> EXERCISE BRIEF: Provide the records once more, identical to the original.

> EXERCISE MATERIAL:

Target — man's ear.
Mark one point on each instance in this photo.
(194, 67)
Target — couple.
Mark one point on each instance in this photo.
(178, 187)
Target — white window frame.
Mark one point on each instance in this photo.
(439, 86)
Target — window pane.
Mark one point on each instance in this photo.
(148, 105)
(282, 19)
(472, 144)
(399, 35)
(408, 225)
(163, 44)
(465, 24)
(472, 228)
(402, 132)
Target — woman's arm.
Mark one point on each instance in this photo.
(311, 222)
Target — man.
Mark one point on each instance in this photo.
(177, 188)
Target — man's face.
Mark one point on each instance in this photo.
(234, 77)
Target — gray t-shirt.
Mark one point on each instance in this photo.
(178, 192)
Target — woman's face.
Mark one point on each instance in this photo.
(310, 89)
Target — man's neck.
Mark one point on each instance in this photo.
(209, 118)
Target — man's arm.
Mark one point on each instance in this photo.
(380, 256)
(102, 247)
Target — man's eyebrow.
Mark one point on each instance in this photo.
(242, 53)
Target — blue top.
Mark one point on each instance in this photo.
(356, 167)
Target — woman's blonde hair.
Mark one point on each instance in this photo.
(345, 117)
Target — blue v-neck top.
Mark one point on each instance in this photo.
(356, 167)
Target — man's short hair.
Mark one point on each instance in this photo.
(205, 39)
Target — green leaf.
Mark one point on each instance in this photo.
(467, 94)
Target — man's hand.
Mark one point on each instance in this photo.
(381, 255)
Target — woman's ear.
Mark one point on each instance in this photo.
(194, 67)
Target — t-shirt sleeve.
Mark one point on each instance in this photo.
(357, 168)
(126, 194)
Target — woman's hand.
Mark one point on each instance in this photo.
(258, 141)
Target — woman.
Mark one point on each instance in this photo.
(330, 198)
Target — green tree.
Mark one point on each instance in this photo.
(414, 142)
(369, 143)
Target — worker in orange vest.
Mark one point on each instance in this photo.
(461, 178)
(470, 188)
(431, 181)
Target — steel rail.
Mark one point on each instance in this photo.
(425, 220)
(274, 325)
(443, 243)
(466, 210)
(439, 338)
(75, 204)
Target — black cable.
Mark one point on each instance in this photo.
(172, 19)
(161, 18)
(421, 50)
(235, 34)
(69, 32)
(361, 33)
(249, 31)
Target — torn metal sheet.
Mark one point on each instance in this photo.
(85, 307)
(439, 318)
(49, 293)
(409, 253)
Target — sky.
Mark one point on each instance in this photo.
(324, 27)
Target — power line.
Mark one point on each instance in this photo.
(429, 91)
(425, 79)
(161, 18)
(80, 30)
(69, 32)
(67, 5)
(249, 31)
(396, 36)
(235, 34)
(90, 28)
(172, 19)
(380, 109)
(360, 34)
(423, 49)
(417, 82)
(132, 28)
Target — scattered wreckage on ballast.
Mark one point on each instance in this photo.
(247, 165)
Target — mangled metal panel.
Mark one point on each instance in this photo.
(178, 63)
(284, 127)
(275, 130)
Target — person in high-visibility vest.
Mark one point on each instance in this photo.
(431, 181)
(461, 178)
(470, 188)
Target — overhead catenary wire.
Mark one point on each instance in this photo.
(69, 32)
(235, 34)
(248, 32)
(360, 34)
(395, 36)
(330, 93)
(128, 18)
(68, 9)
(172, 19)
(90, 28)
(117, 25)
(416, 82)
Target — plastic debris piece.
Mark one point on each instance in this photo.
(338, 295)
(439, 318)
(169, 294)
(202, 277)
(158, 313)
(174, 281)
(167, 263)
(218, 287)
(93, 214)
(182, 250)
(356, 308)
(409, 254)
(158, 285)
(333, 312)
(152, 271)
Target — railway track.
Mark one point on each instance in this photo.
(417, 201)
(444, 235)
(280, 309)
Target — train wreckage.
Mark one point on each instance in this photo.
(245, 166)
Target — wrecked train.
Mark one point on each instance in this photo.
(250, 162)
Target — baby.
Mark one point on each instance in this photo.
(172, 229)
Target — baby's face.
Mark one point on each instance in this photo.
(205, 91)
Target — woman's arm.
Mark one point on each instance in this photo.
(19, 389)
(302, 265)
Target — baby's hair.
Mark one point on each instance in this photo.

> RESULT OF THIS TASK:
Target — man's ear.
Mark one point on each instance in this photo.
(194, 67)
Target — couple.
Mark one point on each instance in this photo.
(178, 187)
Target — white window frame.
Mark one point on each instance in this photo.
(439, 86)
Target — window pane.
Mark one point on each instance in this photo.
(148, 105)
(282, 19)
(472, 144)
(399, 35)
(408, 225)
(163, 44)
(465, 24)
(472, 228)
(402, 132)
Target — woman's arm.
Mark one point on each instance in this photo.
(311, 222)
Target — man.
Mark one point on each instance in this photo.
(177, 188)
Target — man's face.
Mark one point on each instance in this photo.
(234, 77)
Target — gray t-shirt.
Mark one point on each instance in this photo.
(178, 192)
Target — woman's face.
Mark one point on each instance in this photo.
(310, 89)
Target — man's neck.
Mark one point on each instance in this photo.
(209, 118)
Target — man's arm.
Mark one point on each instance in this photo.
(380, 256)
(102, 247)
Target — man's eyebrow.
Mark one point on each instance in this photo.
(242, 53)
Target — blue top.
Mark one point on each instance in this photo.
(356, 167)
Target — woman's blonde hair.
Mark one point on each instance in this photo.
(345, 117)
Target — blue v-neck top.
Mark one point on each instance in this photo.
(356, 167)
Target — man's short hair.
Mark one point on each instance in this photo.
(205, 39)
Target — green leaf.
Mark one point on each instance in this photo.
(467, 94)
Target — man's hand.
Mark one point on each instance in this photo.
(381, 255)
Target — woman's ear.
Mark one point on each instance in this photo.
(194, 67)
Target — t-shirt sleeve.
Mark one point on each instance in this photo.
(357, 168)
(126, 194)
Target — woman's hand.
Mark one point on each instance in this photo.
(258, 141)
Target — woman.
Mark one point on each instance in this photo.
(330, 198)
Target — green tree.
Mark one point on each instance in this photo.
(414, 142)
(369, 143)
Target — worker in orange vest.
Mark one point on each instance in this photo.
(461, 178)
(470, 188)
(431, 181)
Target — steel rail.
Mark one point on each instance in this photo.
(425, 220)
(274, 325)
(443, 243)
(466, 210)
(439, 338)
(75, 204)
Target — black cable.
Mark one point on each instance in this photo.
(172, 19)
(161, 18)
(421, 50)
(235, 34)
(69, 32)
(361, 33)
(249, 31)
Target — torn metal sheet.
Mark one point on each instance in this photo.
(85, 307)
(439, 318)
(49, 293)
(409, 253)
Target — sky.
Mark one point on each instance in this photo.
(324, 27)
Target — power line.
Mark one point on each instance in this photo.
(429, 91)
(425, 79)
(161, 18)
(80, 30)
(69, 32)
(67, 5)
(249, 31)
(396, 36)
(235, 34)
(90, 28)
(172, 19)
(380, 109)
(360, 34)
(423, 49)
(417, 82)
(132, 28)
Target — scattered wreckage on ballast.
Mark one point on each instance in this photo.
(247, 165)
Target — mangled metal panel.
Mark one point on each instance in this photo.
(178, 63)
(284, 127)
(275, 130)
Target — person in high-visibility vest.
Mark one point on each instance in this photo.
(431, 181)
(461, 178)
(470, 188)
Target — overhead catenary wire.
Mark one point on each instance in this photo.
(69, 32)
(235, 34)
(248, 32)
(360, 34)
(395, 36)
(330, 93)
(128, 18)
(68, 9)
(172, 19)
(90, 28)
(117, 25)
(416, 82)
Target — plastic debris piece.
Mark one point on each instance in this photo.
(338, 295)
(439, 318)
(169, 294)
(202, 277)
(158, 313)
(174, 281)
(167, 263)
(218, 287)
(93, 214)
(182, 250)
(356, 308)
(409, 254)
(158, 285)
(333, 312)
(152, 271)
Target — railway track.
Mark one point on each instance in this photo.
(417, 201)
(444, 235)
(280, 309)
Target — train wreckage.
Mark one point on each instance in this photo.
(245, 166)
Target — wrecked train.
Mark one point on each instance in this photo.
(250, 162)
Target — baby.
Mark one point on each instance in this photo.
(172, 229)
Target — baby's face.
Mark one point on each instance in this photo.
(205, 91)
Target — woman's arm.
Mark one point on each instance in this photo.
(19, 389)
(302, 265)
Target — baby's hair.
Mark one point on each instance in this photo.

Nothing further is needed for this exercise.